**Records supplied**
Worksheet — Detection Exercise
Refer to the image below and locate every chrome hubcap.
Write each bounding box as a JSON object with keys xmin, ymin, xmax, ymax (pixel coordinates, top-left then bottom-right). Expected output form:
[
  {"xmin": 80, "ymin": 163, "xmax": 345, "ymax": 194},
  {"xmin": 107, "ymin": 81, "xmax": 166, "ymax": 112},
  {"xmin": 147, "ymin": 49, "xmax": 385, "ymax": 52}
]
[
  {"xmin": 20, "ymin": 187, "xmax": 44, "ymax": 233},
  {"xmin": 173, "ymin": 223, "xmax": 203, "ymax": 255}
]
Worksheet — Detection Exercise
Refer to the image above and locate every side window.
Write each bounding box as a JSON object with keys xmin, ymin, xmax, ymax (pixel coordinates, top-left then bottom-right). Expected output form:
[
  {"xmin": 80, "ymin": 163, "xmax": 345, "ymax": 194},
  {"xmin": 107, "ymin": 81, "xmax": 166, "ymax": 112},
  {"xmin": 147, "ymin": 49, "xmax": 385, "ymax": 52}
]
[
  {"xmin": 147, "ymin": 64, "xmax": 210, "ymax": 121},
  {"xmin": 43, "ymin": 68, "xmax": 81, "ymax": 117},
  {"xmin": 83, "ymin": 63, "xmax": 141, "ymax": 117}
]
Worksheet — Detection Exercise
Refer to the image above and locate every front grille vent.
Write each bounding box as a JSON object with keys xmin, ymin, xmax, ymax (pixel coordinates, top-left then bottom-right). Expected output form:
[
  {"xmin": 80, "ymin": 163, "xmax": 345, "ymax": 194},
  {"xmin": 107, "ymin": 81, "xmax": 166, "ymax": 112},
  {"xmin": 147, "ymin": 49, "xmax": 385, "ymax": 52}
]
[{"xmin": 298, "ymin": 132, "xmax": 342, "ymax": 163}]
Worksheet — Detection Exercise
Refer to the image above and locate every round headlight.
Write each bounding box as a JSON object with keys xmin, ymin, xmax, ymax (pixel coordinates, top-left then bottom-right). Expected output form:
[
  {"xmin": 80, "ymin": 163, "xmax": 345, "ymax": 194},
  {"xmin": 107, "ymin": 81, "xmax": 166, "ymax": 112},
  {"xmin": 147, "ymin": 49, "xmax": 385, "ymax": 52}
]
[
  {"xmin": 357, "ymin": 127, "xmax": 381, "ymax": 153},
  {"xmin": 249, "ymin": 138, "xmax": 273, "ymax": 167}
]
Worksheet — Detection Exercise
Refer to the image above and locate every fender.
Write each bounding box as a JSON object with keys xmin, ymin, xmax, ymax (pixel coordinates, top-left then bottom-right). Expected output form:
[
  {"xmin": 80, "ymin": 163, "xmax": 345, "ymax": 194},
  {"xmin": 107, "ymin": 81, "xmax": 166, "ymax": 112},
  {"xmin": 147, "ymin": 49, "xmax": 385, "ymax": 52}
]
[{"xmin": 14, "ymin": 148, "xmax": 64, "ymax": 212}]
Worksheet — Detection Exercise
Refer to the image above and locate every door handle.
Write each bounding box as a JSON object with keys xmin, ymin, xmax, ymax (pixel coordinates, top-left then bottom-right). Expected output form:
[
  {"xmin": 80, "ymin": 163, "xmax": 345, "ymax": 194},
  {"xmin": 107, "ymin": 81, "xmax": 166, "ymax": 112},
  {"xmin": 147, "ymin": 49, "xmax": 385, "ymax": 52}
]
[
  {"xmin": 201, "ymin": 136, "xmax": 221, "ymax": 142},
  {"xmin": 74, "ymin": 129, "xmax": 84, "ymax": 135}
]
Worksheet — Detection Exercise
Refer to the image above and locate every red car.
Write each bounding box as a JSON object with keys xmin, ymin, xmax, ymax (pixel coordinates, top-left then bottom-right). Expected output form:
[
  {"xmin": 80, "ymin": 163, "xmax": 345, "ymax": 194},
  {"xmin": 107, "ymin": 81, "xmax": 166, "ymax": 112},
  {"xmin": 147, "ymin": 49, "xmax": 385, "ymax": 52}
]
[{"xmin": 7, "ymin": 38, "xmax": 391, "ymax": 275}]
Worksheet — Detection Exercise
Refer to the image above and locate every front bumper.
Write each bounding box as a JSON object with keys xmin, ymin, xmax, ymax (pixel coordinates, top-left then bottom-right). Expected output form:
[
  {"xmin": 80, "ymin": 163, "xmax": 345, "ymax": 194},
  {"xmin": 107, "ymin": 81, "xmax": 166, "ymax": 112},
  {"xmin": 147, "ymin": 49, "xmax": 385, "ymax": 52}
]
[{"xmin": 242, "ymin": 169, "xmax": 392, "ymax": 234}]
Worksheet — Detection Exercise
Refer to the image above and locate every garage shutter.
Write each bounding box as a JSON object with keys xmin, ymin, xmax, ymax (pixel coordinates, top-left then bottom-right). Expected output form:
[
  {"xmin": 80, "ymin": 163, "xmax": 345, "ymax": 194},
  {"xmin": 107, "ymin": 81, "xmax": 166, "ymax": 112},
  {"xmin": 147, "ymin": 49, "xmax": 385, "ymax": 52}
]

**The exercise**
Copy each line above that contains the string "front". Case matters.

**Final result**
Refer to the image above and locate every front grille vent.
Refer to the image above and locate every front bumper.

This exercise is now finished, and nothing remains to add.